= Document passage =
* * * *

MINPACK usage is now thread-safe, such that MINPACK + callbacks may
be used on multiple threads.

scipy.signal improvements

Digital filter design functions now include a parameter to specify the sampling
rate. Previously, digital filters could only be specified using normalized
frequency, but different functions used different scales (e.g. 0 to 1 for
butter vs 0 to π for freqz), leading to errors and confusion. With
the fs parameter, ordinary frequencies can now be entered directly into
functions, with the normalization handled internally.

find_peaks and related functions no longer raise an exception if the
properties of a peak have unexpected values (e.g. a prominence of 0). A
PeakPropertyWarning is given instead.

The new keyword argument plateau_size was added to find_peaks.
plateau_size may be used to select peaks based on the length of the
flat top of a peak.

welch() and csd() methods in scipy.signal now support calculation
of a median average PSD, using average='mean' keyword

scipy.sparse improvements

The scipy.sparse.bsr_matrix.tocsr method is now implemented directly instead
of converting via COO format, and the scipy.sparse.bsr_matrix.tocsc method
is now also routed via CSR conversion instead of COO. The efficiency of both
conversions is now improved.

The issue where SuperLU or UMFPACK solvers crashed on matrices with
non-canonical format in scipy.sparse.linalg was fixed. The solver wrapper
canonicalizes the matrix if necessary before calling the SuperLU or UMFPACK
solver.

The largest option of scipy.sparse.linalg.lobpcg() was fixed to have
a correct (and expected) behavior. The order of the eigenvalues was made
consistent with the ARPACK solver (eigs()), i.e. ascending for the
smallest eigenvalues, and descending for the largest eigenvalues.

The scipy.sparse.random function is now faster and also supports integer and
complex values by passing the appropriate value to the dtype argument.

scipy.spatial improvements

The function scipy.spatial.distance.jaccard was modified to return 0 instead
of np.nan when two all-zero vectors are compared.

* * * *

= Recorded information =

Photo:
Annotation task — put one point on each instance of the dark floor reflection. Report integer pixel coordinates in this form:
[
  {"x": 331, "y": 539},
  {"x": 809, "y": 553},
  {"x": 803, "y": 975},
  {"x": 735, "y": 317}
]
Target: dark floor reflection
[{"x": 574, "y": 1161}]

* * * *

= Directions for this task =
Can you restate everything in the release notes from "scipy.signal improvements" down to "is given instead.", substituting "error" for "exception"? The records were drawn from a different source than the text.

= The result =
scipy.signal improvements

Digital filter design functions now include a parameter to specify the sampling
rate. Previously, digital filters could only be specified using normalized
frequency, but different functions used different scales (e.g. 0 to 1 for
butter vs 0 to π for freqz), leading to errors and confusion. With
the fs parameter, ordinary frequencies can now be entered directly into
functions, with the normalization handled internally.

find_peaks and related functions no longer raise an error if the
properties of a peak have unexpected values (e.g. a prominence of 0). A
PeakPropertyWarning is given instead.